Brano proposto:
- - -
Il catalogo scientifico delle sculture del Museo Revoltella e i restauri delle opere hanno accompagnato una mostra affascinante

Una mostra che ribadisce la perdurante centralità del Revoltella nell’offerta culturale di Trieste, nonostante tutto

di Walter Chiereghin

 

«Coerentemente al segreto pensiero, che era in me sino dal primo istante, in cui m’accinsi all’erezione del mio palazzo d’abitazione portante i tavolari numeri 1117-1122, lo lascio franco di passività e tasse […] alla città, e rispettivamente al Comune di Trieste, a condizione, che sia destinato e conservato un carattere di fondazione perpetua da annotarsi nelle pubbliche tavole ad uso esclusivo di un istituto di Belle Arti, delle quali fui sempre amantissimo, che porti perennemente il nome di Museo Revoltella, e che sia giornalmente aperto sotto le discipline di merito al pubblico accesso». Così il barone Pasquale Revoltella redigeva il primo paragrafo del suo testamento, che naturalmente trovò esecuzione dopo il suo decesso, avvenuto l’8 settembre 1869. Tre anni più tardi, partendo da quel fondativo lascito testamentario, fu istituita la Galleria d’arte moderna, la prima in Italia – ancorché allora Trieste fosse parte dell’Impero austriaco – della quale si celebra quindi quest’anno il 150° anniversario.

Il più rilevante contributo a tali celebrazioni si è concretato nell’allestimento della mostra “La scultura nelle raccolte del Museo Revoltella. Da Canova al XXI secolo”, curata da Susanna Gregorat, curatrice del Museo. La rassegna è visitabile dal 3 novembre 2022, giorno di San Giusto martire, patrono di Trieste, al 25 aprile 2023.
- - -
Estratto del dataset:

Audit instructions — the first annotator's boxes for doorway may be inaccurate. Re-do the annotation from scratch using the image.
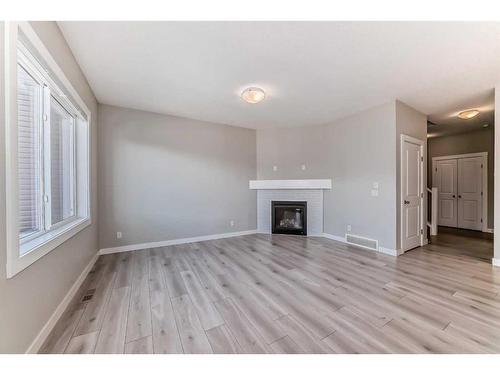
- - -
Esercizi da svolgere:
a. Secondo il brano sul Museo Revoltella, in quale data morì il barone Pasquale Revoltella?
b. Trascrivi dal brano sul Museo Revoltella il tratto che va da "Il più rilevante" fino a "25 aprile 2023." compreso.
Il materiale è a sé stante e non ha legami con il brano.

Risposte scritte:
a. L'8 settembre 1869.

b.
Il più rilevante contributo a tali celebrazioni si è concretato nell’allestimento della mostra “La scultura nelle raccolte del Museo Revoltella. Da Canova al XXI secolo”, curata da Susanna Gregorat, curatrice del Museo. La rassegna è visitabile dal 3 novembre 2022, giorno di San Giusto martire, patrono di Trieste, al 25 aprile 2023.